EXERCISE INSTRUCTIONS:
Give back, exactly and with nothing added, the lines that run from the one containing "# point at: rear taillight (one per instance)" to the final line below.

Referring expression pointing data:
# # #
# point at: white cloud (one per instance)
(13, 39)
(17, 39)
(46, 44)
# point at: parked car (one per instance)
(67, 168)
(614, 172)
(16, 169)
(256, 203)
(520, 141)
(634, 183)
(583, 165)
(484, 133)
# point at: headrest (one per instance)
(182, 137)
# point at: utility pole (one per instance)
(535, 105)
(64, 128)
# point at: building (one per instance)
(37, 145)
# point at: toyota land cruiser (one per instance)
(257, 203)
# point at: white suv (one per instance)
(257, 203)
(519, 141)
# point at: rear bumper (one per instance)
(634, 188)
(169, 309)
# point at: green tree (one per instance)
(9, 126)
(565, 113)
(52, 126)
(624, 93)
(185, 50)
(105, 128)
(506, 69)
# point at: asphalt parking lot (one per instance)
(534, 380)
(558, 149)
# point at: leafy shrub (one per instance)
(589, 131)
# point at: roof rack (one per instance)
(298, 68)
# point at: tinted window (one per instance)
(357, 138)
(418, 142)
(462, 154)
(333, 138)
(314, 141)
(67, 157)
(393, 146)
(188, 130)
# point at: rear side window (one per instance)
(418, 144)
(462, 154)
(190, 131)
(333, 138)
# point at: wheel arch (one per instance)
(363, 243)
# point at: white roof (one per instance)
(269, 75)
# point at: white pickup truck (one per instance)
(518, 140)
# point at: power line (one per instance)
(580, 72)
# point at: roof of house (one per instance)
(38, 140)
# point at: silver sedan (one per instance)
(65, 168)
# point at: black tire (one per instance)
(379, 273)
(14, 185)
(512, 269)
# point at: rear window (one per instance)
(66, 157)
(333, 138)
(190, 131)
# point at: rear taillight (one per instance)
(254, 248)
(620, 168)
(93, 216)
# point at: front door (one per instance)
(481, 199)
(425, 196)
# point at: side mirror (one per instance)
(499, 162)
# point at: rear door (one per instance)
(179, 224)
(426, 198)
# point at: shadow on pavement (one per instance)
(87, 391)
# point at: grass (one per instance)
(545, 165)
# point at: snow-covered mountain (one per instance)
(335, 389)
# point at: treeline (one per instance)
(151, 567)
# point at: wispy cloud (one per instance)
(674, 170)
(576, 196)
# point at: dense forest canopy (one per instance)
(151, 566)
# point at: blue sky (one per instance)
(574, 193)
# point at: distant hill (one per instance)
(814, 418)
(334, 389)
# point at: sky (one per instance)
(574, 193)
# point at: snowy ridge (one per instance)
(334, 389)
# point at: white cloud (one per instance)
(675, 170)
# # #
WRITTEN ANSWER:
# point at: rear taillight (one per instance)
(254, 248)
(620, 168)
(93, 216)
# point at: front door (one per instance)
(481, 199)
(425, 196)
# point at: side mirror (one per instance)
(499, 162)
# point at: rear door (one per instance)
(179, 224)
(426, 198)
# point at: shadow on pavement (one per instance)
(87, 391)
# point at: grass (one per instance)
(545, 165)
# point at: snow-covered mountain (one per instance)
(335, 389)
# point at: treeline (one per instance)
(151, 567)
# point at: wispy cloud (one per instance)
(674, 170)
(576, 196)
# point at: dense forest canopy (one per instance)
(151, 566)
# point at: blue sky (one per instance)
(574, 193)
# point at: distant hill (one per instance)
(814, 418)
(334, 389)
# point at: sky (one per instance)
(574, 193)
# point at: snowy ridge (one per instance)
(334, 389)
# point at: white cloud (one per instance)
(675, 170)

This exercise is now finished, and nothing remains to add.